▶ **GOAL**:
Arrange as a numbered list the lines of the material from the one containing "target | boy standing on walkway" through the end of the material, omitting any blank lines.

Raw records:
══════════

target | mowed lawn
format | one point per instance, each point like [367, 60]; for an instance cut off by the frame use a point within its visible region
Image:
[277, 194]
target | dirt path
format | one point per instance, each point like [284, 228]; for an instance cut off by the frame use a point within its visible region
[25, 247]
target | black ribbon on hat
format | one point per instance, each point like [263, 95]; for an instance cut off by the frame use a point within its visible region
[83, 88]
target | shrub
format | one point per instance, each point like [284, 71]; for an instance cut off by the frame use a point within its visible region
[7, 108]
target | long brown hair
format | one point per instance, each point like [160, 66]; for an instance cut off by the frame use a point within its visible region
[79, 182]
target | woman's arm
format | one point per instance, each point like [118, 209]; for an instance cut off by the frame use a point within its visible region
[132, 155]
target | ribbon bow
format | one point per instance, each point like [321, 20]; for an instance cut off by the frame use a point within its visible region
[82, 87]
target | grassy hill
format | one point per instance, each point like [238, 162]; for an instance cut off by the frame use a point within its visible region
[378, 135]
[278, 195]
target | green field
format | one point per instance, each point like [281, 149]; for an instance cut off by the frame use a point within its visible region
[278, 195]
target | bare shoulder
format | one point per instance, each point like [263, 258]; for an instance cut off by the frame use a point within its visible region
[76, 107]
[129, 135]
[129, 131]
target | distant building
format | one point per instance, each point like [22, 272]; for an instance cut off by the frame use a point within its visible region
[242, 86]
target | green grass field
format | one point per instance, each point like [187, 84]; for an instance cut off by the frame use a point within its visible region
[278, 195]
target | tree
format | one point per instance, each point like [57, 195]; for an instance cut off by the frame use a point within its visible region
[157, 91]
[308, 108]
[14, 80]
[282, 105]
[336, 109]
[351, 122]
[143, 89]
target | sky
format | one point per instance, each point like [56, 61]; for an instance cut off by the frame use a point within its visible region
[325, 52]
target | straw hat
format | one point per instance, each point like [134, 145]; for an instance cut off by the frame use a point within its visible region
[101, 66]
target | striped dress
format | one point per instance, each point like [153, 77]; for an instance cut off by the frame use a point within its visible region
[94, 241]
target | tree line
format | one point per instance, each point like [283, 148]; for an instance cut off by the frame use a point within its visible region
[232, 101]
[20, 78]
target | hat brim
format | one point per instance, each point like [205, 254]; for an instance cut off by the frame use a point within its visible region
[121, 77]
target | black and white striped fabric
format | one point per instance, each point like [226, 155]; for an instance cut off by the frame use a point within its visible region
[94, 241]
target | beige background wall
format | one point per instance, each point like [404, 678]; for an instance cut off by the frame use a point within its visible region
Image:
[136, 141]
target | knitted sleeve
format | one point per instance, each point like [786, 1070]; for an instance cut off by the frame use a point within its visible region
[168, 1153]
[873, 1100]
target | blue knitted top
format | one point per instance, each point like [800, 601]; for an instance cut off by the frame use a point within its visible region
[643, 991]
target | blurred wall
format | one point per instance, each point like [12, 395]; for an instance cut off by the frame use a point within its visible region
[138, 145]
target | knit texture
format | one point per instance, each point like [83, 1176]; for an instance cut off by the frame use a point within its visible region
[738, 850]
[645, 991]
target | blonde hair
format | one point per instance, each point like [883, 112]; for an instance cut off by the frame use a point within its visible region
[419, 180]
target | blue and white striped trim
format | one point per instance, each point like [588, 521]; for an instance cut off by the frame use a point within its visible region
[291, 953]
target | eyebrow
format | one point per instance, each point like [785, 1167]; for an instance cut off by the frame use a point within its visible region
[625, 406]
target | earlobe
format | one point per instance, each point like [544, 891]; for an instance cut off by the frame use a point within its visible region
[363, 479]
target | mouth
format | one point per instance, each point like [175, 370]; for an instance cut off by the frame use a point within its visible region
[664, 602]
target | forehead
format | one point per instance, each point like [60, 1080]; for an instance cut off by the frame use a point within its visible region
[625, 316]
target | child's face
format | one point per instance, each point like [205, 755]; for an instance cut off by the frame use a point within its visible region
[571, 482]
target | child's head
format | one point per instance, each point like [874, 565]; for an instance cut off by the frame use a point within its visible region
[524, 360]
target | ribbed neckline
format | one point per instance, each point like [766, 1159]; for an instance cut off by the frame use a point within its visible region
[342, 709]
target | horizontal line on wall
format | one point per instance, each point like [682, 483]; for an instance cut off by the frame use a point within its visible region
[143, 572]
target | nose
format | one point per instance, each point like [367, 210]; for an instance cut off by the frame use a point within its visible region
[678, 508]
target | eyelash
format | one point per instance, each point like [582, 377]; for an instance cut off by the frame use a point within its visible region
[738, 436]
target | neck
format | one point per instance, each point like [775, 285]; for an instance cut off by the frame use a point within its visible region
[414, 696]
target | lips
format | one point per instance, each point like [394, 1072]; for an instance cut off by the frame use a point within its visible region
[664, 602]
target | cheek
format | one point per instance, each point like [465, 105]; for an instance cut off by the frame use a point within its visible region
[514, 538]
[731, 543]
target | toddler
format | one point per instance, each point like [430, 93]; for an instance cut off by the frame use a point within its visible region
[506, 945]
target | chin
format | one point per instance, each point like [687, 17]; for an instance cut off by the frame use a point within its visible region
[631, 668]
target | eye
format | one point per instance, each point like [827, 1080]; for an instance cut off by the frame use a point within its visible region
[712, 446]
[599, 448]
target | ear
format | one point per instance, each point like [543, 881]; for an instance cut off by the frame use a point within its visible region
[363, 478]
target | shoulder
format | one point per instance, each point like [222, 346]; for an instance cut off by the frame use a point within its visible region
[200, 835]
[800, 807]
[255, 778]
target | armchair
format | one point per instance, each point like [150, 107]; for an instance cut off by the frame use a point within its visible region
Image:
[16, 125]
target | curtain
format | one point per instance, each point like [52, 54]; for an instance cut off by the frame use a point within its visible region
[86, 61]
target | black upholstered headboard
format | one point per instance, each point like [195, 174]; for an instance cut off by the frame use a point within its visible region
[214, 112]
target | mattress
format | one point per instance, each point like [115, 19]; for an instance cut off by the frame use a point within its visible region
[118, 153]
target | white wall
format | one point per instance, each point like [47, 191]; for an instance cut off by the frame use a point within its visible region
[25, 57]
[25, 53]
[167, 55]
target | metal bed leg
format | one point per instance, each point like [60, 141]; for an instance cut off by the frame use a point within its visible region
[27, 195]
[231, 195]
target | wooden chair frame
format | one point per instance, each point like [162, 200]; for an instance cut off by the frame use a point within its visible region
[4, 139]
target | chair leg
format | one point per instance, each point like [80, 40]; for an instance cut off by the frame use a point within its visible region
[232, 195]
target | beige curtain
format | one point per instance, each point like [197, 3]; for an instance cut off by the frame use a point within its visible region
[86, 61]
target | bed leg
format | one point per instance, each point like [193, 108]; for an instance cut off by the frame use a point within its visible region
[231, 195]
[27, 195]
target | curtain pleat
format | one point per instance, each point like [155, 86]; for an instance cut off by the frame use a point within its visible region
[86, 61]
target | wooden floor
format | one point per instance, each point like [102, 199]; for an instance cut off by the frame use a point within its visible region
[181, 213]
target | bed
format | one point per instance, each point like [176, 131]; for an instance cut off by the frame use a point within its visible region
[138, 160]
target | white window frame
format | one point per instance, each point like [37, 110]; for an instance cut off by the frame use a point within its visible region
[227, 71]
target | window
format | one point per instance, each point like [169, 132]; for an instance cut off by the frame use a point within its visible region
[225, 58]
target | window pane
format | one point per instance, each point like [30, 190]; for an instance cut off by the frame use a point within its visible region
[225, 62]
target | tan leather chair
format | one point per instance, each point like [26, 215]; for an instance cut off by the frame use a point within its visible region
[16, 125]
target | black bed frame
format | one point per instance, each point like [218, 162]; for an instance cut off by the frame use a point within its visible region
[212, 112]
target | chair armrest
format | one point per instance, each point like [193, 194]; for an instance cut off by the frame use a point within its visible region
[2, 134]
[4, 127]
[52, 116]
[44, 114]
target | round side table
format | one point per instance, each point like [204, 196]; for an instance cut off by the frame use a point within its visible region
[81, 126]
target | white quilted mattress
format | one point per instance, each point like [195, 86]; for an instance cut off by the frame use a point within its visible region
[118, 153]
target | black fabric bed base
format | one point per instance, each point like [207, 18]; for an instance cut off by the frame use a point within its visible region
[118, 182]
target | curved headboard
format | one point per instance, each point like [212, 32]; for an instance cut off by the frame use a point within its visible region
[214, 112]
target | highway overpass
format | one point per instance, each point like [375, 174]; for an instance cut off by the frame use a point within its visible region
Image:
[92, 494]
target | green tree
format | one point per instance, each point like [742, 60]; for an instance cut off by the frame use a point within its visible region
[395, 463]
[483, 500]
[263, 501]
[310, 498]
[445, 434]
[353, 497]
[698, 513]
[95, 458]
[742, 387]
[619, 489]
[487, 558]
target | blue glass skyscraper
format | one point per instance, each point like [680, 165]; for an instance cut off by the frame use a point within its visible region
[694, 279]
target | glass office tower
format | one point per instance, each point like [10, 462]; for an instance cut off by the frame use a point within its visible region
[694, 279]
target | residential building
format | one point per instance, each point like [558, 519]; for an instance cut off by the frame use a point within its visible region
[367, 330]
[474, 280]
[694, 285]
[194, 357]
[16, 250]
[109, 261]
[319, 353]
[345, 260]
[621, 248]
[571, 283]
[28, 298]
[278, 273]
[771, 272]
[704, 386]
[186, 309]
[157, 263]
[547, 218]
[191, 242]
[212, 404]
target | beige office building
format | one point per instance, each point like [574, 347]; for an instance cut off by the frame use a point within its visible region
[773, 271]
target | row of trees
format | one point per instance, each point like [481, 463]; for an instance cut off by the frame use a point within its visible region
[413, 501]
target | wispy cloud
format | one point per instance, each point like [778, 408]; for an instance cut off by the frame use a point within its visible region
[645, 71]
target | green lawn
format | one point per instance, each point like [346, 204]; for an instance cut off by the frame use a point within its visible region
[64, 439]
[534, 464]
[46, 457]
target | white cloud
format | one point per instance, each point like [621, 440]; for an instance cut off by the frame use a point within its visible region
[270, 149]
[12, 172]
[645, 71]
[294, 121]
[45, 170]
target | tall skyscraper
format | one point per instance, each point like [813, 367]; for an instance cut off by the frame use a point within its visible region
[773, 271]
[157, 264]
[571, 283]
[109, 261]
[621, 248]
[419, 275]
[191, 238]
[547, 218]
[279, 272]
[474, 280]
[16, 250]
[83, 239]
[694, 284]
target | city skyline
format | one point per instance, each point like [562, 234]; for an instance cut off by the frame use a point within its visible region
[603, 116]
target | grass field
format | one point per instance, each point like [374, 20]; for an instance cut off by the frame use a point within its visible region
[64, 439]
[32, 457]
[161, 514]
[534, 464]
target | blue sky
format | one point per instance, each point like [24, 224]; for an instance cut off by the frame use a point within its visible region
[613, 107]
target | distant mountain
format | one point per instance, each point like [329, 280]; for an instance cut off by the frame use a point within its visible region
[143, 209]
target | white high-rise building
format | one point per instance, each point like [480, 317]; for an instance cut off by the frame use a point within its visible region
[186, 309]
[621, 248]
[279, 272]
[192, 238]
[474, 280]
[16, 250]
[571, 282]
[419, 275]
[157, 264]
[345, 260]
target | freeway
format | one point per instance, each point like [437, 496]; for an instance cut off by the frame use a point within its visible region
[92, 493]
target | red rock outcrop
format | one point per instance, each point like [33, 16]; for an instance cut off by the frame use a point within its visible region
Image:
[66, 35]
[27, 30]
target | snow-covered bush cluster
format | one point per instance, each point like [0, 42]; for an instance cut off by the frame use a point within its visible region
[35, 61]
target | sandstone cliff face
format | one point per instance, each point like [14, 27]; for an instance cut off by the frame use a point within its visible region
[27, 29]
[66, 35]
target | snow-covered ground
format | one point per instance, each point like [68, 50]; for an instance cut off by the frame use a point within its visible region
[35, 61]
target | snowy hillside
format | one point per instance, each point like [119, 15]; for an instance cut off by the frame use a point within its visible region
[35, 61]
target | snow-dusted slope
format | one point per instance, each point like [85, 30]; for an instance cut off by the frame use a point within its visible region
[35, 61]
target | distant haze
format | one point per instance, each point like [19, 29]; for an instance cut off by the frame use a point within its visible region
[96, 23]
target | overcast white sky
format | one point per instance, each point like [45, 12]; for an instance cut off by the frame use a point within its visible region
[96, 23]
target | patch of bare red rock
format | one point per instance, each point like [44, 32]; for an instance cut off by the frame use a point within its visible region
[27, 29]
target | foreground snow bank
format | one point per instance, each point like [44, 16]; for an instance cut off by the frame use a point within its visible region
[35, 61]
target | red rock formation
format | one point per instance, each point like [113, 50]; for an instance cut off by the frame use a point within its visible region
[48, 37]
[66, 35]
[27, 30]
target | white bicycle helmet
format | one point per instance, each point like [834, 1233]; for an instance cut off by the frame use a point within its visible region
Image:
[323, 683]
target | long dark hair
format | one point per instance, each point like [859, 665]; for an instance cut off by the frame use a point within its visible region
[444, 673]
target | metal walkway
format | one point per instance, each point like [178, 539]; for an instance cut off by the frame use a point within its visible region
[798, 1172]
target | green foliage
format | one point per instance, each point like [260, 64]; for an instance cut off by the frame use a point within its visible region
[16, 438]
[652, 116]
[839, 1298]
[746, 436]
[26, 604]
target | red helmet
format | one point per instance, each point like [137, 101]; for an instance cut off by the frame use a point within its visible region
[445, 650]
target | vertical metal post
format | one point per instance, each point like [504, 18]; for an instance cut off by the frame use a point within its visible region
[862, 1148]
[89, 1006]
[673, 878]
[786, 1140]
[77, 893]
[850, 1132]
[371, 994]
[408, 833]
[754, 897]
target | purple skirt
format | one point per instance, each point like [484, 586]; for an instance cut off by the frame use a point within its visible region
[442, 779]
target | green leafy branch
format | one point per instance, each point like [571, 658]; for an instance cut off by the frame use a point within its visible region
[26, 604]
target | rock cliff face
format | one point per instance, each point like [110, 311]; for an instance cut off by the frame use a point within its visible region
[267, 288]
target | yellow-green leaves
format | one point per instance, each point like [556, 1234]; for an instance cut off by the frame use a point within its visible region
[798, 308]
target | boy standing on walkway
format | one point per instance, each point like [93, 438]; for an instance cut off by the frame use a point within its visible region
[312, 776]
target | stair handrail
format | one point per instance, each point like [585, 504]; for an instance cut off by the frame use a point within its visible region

══════════

▶ **IN RESPONSE**:
1. target | boy standing on walkway
2. format | one point per instance, each point like [93, 438]; for an instance cut off by the frame use a point within its visible region
3. [312, 776]
4. target | stair handrail
5. format | one point per instance, each point like [585, 504]; for an instance cut off by the frame use a point within its visible region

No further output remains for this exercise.